▸ **Work required**
Please state in a single number how many lines of the entries below include the word "List".

(Stored data)
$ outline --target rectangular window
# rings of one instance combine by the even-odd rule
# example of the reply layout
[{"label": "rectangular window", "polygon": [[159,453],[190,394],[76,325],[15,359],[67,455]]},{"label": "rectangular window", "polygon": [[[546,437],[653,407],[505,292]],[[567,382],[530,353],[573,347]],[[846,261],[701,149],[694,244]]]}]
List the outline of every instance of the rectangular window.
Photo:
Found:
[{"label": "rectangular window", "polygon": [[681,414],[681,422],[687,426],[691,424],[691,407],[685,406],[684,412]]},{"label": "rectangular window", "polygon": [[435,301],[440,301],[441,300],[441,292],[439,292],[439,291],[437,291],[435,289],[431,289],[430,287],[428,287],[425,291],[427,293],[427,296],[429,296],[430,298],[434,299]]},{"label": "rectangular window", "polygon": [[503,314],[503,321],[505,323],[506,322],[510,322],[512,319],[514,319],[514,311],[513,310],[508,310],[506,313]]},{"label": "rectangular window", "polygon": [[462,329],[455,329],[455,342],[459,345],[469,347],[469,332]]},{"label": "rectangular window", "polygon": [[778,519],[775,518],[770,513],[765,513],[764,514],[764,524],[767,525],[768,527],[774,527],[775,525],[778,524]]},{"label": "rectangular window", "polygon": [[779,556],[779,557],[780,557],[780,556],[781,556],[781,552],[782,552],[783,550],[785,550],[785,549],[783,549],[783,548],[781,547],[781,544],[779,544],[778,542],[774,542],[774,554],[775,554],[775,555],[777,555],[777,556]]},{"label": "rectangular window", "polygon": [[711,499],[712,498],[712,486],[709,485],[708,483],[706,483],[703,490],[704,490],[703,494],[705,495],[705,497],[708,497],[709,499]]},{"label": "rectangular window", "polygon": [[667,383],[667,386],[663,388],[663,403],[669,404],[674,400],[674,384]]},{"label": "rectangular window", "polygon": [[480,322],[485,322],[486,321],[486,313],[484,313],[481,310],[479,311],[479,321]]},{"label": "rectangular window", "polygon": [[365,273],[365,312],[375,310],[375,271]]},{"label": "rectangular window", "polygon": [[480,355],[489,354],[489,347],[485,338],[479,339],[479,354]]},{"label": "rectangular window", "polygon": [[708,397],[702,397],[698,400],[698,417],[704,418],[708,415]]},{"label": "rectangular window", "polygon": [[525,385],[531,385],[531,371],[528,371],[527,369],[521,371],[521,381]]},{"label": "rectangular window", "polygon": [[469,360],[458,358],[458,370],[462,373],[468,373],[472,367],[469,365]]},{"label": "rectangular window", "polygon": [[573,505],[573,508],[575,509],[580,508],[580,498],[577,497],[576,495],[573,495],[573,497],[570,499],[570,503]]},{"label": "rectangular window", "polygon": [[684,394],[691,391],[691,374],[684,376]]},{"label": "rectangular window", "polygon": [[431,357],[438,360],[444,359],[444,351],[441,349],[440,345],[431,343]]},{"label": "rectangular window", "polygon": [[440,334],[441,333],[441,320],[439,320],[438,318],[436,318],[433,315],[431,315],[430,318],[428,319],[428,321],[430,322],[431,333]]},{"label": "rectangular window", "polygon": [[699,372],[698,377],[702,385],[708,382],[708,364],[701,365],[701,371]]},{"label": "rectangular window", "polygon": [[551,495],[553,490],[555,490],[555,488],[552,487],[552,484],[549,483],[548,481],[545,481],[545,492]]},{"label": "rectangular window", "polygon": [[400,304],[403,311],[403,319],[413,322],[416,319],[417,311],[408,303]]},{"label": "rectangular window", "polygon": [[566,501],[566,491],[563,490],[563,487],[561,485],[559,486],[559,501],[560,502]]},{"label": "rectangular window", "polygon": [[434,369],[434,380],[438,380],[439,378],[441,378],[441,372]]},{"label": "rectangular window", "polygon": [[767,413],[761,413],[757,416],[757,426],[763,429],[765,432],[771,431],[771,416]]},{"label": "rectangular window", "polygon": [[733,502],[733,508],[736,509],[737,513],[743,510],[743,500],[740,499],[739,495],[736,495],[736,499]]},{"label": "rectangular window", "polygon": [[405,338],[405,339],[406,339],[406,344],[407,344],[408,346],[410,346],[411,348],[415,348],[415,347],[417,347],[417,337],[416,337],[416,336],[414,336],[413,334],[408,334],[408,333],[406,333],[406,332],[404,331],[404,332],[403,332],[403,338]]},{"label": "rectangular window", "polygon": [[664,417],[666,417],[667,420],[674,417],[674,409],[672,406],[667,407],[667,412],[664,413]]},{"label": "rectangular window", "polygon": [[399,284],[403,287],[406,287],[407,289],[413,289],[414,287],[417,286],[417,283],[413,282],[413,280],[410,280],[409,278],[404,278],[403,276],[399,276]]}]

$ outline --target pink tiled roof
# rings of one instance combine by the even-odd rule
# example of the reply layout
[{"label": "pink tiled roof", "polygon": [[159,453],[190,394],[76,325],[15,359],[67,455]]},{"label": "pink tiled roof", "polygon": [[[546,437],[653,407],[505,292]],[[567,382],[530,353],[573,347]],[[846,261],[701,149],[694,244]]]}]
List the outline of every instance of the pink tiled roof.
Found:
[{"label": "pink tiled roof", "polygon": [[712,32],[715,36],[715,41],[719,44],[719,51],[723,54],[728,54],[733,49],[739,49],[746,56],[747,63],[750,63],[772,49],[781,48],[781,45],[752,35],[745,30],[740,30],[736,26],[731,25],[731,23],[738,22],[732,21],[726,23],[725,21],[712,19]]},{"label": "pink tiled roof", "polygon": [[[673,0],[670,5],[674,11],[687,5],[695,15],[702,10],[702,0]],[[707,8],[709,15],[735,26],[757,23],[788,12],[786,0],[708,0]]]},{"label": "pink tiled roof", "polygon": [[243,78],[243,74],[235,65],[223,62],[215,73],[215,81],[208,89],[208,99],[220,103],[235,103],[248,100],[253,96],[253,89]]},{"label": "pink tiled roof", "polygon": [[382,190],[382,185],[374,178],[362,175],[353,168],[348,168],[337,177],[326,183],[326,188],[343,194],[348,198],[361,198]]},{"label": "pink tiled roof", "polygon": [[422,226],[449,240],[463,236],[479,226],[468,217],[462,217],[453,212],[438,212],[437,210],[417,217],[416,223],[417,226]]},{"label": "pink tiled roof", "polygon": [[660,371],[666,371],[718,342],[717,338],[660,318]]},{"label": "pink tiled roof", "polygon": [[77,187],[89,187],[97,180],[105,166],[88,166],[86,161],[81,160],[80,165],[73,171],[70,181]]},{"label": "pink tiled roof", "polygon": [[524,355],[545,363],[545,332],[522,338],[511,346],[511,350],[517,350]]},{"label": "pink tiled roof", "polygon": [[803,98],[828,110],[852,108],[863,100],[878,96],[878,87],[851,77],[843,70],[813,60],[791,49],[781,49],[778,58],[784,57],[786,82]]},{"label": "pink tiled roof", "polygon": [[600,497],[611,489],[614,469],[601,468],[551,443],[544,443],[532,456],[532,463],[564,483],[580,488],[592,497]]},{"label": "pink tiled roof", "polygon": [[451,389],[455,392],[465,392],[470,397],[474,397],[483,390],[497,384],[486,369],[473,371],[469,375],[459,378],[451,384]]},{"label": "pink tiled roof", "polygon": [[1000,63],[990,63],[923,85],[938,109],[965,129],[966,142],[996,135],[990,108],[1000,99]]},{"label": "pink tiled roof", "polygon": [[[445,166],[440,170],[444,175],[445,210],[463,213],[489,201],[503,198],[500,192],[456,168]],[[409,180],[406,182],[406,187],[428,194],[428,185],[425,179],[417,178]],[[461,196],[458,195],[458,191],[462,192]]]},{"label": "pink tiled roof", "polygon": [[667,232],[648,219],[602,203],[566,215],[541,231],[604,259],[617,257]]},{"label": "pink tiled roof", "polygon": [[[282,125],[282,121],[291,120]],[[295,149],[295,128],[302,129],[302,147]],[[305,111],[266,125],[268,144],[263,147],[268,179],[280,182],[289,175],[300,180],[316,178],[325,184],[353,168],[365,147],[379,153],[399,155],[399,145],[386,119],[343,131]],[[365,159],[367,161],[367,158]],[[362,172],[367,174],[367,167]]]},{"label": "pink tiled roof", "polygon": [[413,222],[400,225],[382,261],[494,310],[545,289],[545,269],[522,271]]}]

▸ **Written answer**
2